Reproduce the listing below character for character, keeping every line in its original order.

---------- Provided records ----------

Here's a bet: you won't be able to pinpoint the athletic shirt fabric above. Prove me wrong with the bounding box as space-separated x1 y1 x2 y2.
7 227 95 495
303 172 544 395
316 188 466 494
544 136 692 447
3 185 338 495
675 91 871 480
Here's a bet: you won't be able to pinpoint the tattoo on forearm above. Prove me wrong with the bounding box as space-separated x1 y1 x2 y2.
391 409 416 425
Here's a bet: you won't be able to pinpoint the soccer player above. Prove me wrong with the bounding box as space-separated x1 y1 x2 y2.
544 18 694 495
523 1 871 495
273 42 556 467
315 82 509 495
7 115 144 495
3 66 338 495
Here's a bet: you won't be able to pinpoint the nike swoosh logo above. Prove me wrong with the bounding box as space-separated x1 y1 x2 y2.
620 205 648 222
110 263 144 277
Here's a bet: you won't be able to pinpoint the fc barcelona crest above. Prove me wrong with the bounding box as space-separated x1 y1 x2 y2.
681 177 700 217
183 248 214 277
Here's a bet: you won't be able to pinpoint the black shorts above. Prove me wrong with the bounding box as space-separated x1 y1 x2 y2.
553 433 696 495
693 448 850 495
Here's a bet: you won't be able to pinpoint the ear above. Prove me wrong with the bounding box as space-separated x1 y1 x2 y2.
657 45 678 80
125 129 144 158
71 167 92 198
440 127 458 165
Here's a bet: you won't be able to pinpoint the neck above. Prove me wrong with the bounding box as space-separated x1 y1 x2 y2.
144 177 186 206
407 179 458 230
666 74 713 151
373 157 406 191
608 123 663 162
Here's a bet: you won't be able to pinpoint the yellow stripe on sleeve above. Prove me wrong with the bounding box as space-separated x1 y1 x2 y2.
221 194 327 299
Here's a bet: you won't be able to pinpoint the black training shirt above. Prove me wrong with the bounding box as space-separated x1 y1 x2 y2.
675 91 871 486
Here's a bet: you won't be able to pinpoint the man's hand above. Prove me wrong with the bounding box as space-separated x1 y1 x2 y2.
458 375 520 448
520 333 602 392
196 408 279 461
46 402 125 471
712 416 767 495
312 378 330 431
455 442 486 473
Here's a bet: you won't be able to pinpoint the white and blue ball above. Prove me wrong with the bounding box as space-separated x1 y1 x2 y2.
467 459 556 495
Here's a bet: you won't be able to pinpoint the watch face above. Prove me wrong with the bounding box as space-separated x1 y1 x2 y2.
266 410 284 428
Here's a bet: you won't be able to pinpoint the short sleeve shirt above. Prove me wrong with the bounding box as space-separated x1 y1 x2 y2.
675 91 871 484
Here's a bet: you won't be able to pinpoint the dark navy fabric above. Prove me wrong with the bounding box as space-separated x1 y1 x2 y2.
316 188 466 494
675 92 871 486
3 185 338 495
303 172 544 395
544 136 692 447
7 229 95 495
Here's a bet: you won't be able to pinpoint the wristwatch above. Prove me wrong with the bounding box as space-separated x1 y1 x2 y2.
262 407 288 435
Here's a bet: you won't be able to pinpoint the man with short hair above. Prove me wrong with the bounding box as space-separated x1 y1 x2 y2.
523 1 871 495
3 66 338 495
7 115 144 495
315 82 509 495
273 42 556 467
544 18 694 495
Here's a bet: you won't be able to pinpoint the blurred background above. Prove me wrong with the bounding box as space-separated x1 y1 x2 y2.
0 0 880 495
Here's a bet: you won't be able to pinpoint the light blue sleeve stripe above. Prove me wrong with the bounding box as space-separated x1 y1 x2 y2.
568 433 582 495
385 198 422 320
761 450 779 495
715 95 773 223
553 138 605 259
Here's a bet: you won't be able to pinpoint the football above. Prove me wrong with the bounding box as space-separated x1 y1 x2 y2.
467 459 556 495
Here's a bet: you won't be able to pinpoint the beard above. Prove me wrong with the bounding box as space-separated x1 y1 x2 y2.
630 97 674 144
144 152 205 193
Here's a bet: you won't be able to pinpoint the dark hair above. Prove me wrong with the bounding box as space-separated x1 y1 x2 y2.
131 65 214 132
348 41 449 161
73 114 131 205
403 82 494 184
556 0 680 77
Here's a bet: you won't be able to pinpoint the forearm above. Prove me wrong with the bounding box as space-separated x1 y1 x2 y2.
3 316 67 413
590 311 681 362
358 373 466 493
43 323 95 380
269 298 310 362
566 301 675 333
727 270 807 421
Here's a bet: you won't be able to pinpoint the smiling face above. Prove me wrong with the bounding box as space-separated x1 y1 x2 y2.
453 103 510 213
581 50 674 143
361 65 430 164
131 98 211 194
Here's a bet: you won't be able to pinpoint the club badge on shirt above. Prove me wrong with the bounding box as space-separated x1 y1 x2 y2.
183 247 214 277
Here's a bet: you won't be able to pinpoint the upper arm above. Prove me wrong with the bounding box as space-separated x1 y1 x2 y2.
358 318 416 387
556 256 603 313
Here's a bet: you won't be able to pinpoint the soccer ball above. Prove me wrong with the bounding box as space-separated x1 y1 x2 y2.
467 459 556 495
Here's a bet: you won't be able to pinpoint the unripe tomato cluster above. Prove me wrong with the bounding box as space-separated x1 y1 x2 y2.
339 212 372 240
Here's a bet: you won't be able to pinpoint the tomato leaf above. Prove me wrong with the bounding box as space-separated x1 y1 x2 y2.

----------

Answer for the task:
Here's a bet: you won't be able to pinpoint the athletic shirt fabric above. Prove me wrong with the bounding box as space-separated x1 y1 x2 y2.
7 227 95 495
303 172 544 395
316 188 466 494
544 136 692 447
3 185 338 495
675 91 871 480
Here's a bet: you won't be able to pinpoint the tattoo on forearm above. Prove me wrong with the bounding box as space-separated x1 y1 x2 y2.
391 409 416 425
Here's a bet: you won't be able to pinpoint the soccer player above. Prove me wrong with the bounding box as space-separated x1 y1 x2 y2.
544 18 694 495
523 1 871 495
273 42 556 467
315 82 509 495
7 115 144 495
3 66 338 495
Here's a bet: you won't be able to pinpoint the nike swoosh logo above. Prove me wrong with the bounding box as space-separated x1 y1 x2 y2.
620 205 648 222
110 263 144 277
Here's a bet: you won't be able to pinpoint the fc barcelona crest above. Prove me wrong with the bounding box as space-separated x1 y1 x2 y2.
681 177 700 217
183 248 214 277
Here's a bet: you won't be able to pinpoint the black shorts above. Prove me wrong with the bounding box as space-separated x1 y1 x2 y2.
553 433 696 495
693 448 850 495
Here's a bet: you won't be able to pinpoint the ear above. Prove me wrong with the bounding box as space-separated x1 y1 x2 y2.
657 45 678 80
125 129 144 158
71 167 92 198
440 127 458 165
Here's a bet: you won't be able to pinpoint the neck above. Prove me wrong with the bounding box as space-separated x1 y1 x2 y2.
144 177 186 206
407 179 458 230
666 74 713 151
373 157 406 191
608 123 663 162
Here's a bet: you won't be able to pinpoint the yellow stripe on sleeve above. Prove me wrong with the bounding box as space-separated x1 y1 x2 y2.
221 194 327 299
Here's a bet: you won't be able to pinpoint the black training shirt above. Prove me wrong with the bounding box as space-separated x1 y1 x2 y2.
675 91 871 486
Here's a bet: you won't be able to pinpoint the man's hand above. Prove me wrong with the bounding box as space-separated x1 y1 x2 y2.
458 375 520 448
520 333 602 392
196 408 279 461
46 402 125 471
712 416 767 495
312 378 330 431
455 442 486 473
Here's a bet: you won't be able to pinpoint the white and blue ball above. Prove me wrong with the bounding box as space-separated x1 y1 x2 y2.
467 459 556 495
Here's a bet: you won't be able to pinpoint the watch face above. Prove me wrong with the bounding box as space-separated x1 y1 x2 y2.
266 410 284 428
Here's a bet: you won't be able to pinpoint the short sleeve shirt above. Prove me wrong with the bounding box as space-separated x1 y1 x2 y2.
675 91 871 484
Here's a bet: you won't be able to pinpoint the dark navy fabric above. Prove me wrong with the bounding box as space-separated x1 y1 x2 y2.
316 188 466 494
675 92 871 486
3 185 338 495
303 172 544 395
544 136 692 447
7 229 95 495
Here's a bet: you won't be able to pinpoint the wristwatch above. Prove me wrong with the bounding box as space-separated x1 y1 x2 y2.
262 407 288 435
Here's a bet: you won't be able to pinpoint the man with short hair above. Prove me wrong with the bounding box as space-separated x1 y1 x2 y2.
523 1 871 495
3 66 338 495
7 115 144 495
315 82 509 495
273 42 556 467
544 18 694 495
Here's a bet: you won't be able to pinpoint the blurred background above. Prove me wrong with the bounding box as space-separated x1 y1 x2 y2.
0 0 880 495
Here's a bet: you won't be able to pinpoint the light blue sleeve stripe above. Prove me wrong with the bounding box as space-separated x1 y1 x2 y2.
568 433 582 495
385 198 422 320
761 450 779 495
715 95 773 223
553 138 605 259
Here's a bet: you won't be able to pinpoint the football above. Prove me wrong with the bounding box as space-separated x1 y1 x2 y2.
467 459 556 495
Here's a bet: you won't be able to pinpoint the beard above. Prove me wrong with the bounding box as space-separated x1 y1 x2 y2.
630 97 674 144
144 152 205 193
Here's a bet: you won't be able to pinpoint the dark hair above. Prove me wrong with the bounding box as space-separated x1 y1 x2 y2.
131 65 214 132
348 41 449 161
73 114 131 205
403 82 494 184
556 0 680 77
Here's a bet: you won't be able to pinpoint the forearm above. Prove me wrong with the bounding box as space-separated x1 y1 x2 y2.
3 316 67 413
590 311 681 362
358 373 466 493
43 323 95 380
269 298 310 362
566 301 675 333
727 270 807 421
Here's a bet: you won't be able to pinpoint the smiling face above. Prove me wrong with the bounding box as space-separated x1 y1 x2 y2.
453 103 510 213
581 50 674 143
361 65 430 164
131 98 211 194
Here's a bet: you won't be able to pinpoint the club badge on shirt above. Prove me wrong with the bounding box as space-separated x1 y1 x2 y2.
183 247 214 277
Here's a bet: you won't be able to pinpoint the upper arm above. Prove me wrong with the bounding box as space-separated x1 y1 x2 y2.
358 318 416 387
556 256 603 313
Here's a bet: you won't be able to pinpoint the soccer ball above. Prove me wrong with the bounding box as space-separated x1 y1 x2 y2.
467 459 556 495
Here's a bet: you won't be able to pinpoint the unripe tomato cluster above. Prove me wrong with the bounding box as space-separated x1 y1 x2 y2.
339 212 372 240
Here's a bet: you won't be able to pinpoint the tomato leaf above. Prove me wrong with the bounding box as space-separated x1 y1 x2 y2.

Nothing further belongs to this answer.